- [Passage to read]
******
B. The Property is being acquired by the Agency for the Grand Avenue Widening
Project. Tenant occupied the Property at the initiation of negotiations to acquire the
fee interest of the Property.
C. The Parties desire to resolve all issues relating to the Agency's acquisition of the
Property in accordance with the terms and conditions set forth below.
D. The Parties acknowledge that the payment as set forth in Section 1(a) and other
consideration given in connection with this Agreement are the result of a negotiated
agreement between the parties.
NOW, THEREFORE, in consideration of the foregoing and of the mutual promises and
covenants hereinafter set forth, it is hereby agreed by and among the Parties that:
1. Consideration
(a) The Agency shall pay to Tenant the sum of $12,962.00 (Twelve Thousand Nine
Hundred and Sixty-two Dollars) (Tenant Settlement Payment) as total
compensation for goodwill loss. Upon full execution of this Agreement, the
Agency will begin processing a payment, payable to "La Estrellita" in the amount
of $12,962.00.
(b) Tenant agrees, that the consideration received pursuant to paragraph 1(a) above
constitutes full satisfaction of any and all obligations of the Agency to Tenant for
loss of business goodwill.
******
- [Stored records]
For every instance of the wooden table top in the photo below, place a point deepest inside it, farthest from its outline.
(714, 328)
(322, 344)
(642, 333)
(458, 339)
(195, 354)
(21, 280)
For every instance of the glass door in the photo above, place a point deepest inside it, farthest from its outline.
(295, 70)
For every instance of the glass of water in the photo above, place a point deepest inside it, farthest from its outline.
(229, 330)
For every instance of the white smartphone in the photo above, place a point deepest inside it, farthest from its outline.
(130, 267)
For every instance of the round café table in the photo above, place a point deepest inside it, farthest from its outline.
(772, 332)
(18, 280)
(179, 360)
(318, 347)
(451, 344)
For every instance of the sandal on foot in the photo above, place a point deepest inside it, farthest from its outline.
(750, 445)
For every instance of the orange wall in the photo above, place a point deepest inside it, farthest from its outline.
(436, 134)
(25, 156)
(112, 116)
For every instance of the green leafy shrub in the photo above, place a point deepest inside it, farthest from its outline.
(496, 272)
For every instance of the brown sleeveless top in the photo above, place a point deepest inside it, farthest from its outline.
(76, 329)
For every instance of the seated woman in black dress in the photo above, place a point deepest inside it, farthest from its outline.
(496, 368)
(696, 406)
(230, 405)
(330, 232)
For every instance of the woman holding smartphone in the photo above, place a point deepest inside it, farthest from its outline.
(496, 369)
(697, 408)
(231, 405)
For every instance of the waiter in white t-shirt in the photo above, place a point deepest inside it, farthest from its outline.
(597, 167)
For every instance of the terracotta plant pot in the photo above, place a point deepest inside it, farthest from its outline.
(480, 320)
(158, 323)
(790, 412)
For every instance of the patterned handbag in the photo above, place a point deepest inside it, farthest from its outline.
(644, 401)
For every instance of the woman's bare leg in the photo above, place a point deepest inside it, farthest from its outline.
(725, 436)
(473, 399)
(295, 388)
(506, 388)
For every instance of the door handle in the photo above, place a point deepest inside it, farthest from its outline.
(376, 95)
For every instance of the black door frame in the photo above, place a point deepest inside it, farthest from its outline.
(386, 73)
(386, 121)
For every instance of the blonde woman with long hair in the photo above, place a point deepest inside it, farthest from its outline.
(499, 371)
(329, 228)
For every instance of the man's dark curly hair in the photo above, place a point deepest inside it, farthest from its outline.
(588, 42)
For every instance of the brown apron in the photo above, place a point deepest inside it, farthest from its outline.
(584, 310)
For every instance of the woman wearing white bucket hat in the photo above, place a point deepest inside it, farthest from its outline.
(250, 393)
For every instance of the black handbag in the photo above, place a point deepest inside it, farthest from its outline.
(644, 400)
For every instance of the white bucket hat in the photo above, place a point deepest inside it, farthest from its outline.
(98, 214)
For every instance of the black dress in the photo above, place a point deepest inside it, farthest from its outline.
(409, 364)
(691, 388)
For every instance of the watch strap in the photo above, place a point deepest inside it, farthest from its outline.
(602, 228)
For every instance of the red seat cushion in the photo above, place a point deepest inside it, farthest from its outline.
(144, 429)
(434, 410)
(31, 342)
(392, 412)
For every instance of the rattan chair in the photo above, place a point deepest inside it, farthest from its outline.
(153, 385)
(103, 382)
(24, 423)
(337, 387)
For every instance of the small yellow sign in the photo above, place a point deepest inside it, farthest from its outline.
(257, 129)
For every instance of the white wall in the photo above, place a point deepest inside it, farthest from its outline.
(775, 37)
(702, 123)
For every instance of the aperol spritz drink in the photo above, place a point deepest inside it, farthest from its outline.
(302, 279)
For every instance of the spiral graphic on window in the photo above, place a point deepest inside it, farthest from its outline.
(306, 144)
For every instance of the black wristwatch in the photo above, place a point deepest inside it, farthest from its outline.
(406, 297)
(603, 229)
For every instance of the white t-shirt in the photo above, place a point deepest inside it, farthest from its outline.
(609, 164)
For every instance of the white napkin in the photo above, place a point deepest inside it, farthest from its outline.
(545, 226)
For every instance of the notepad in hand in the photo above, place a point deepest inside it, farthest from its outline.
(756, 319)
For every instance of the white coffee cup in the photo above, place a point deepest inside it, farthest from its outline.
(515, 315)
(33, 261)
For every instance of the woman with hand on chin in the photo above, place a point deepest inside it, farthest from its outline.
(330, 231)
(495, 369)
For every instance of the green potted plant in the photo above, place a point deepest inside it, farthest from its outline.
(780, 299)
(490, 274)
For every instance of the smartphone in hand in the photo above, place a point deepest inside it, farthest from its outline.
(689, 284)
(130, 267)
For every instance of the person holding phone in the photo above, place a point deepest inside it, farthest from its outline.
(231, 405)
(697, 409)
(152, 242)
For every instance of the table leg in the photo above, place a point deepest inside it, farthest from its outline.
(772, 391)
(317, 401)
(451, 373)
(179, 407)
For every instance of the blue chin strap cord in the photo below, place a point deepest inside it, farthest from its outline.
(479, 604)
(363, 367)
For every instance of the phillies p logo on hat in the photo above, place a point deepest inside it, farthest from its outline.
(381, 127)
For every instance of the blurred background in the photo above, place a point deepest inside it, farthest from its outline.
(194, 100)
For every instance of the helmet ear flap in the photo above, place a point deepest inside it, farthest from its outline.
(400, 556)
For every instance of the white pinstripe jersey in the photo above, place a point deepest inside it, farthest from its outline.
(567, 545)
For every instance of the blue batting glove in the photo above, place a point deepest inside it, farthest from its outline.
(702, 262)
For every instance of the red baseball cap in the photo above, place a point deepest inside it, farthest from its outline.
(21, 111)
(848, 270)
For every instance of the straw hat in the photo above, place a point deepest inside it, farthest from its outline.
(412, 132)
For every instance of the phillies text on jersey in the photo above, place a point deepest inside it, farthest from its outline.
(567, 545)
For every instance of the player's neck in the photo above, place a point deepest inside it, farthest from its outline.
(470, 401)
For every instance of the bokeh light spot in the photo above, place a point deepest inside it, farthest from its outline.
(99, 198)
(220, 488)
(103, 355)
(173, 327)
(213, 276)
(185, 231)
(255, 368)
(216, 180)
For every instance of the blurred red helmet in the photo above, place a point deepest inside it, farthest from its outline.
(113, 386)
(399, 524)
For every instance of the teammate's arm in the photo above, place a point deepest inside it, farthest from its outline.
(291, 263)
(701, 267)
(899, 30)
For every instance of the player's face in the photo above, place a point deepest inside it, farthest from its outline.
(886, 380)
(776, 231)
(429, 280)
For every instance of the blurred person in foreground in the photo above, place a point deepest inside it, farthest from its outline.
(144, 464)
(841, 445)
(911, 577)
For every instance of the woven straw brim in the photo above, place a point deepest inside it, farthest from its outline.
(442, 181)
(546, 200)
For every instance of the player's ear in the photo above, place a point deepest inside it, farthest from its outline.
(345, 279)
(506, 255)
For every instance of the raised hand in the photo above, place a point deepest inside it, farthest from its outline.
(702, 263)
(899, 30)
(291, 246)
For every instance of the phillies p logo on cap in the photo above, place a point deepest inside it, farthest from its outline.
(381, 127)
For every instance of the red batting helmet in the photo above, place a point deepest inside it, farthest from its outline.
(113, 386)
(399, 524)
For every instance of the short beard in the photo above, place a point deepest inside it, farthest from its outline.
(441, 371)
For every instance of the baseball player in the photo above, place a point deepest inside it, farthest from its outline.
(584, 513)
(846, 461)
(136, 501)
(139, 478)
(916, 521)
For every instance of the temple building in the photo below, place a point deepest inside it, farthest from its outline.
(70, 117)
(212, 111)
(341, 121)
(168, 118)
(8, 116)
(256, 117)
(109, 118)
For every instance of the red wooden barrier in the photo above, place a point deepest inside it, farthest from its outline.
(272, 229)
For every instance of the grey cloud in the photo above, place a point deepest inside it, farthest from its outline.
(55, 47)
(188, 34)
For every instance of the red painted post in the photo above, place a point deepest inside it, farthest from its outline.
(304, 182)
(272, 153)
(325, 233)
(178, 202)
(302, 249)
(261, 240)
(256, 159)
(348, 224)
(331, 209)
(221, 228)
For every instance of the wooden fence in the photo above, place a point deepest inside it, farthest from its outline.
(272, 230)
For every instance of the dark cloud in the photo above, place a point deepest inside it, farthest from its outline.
******
- [Given task] In the agreement excerpt, who is the payment for goodwill loss made payable to?

- [Exercise output] "La Estrellita"